Goal of the exercise:
Extract, word for word, the part of the records that opens with the line containing "Target: blurred object in background" and runs through the last line of the records.

━━ Information supplied

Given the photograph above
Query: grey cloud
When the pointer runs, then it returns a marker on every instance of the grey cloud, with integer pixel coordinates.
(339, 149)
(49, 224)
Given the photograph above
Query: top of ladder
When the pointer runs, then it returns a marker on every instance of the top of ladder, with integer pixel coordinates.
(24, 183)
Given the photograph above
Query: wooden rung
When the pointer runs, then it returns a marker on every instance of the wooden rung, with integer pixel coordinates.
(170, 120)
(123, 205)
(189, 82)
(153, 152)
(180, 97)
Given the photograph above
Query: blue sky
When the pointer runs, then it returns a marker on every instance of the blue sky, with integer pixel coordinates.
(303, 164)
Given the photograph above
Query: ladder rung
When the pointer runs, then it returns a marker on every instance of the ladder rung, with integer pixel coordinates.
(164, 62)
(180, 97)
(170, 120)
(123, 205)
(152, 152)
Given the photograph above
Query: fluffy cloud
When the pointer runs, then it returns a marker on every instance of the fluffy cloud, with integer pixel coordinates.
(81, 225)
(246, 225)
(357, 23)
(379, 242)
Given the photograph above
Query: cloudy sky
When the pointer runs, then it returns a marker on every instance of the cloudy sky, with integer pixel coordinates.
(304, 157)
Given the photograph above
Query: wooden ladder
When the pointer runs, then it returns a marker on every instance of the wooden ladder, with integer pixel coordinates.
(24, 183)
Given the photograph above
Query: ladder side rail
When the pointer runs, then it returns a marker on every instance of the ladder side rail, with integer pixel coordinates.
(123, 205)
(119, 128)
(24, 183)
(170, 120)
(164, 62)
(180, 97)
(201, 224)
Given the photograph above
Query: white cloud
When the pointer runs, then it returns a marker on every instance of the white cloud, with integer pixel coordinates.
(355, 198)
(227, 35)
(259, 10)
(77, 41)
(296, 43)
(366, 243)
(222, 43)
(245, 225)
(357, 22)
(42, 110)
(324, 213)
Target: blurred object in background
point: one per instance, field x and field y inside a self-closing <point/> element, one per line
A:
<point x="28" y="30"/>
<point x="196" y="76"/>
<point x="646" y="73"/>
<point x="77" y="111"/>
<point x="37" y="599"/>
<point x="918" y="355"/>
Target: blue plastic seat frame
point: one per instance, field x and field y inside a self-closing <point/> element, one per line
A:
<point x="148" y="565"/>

━━━━

Solution to this task:
Target: blurred object in background
point: one per instance, field x and field y inside a self-closing <point/> element, one per line
A:
<point x="28" y="30"/>
<point x="196" y="76"/>
<point x="646" y="73"/>
<point x="77" y="111"/>
<point x="37" y="599"/>
<point x="918" y="355"/>
Target: blue plastic seat frame
point: one per instance, field x and field y inside a self-closing <point/> element, one per line
A:
<point x="148" y="565"/>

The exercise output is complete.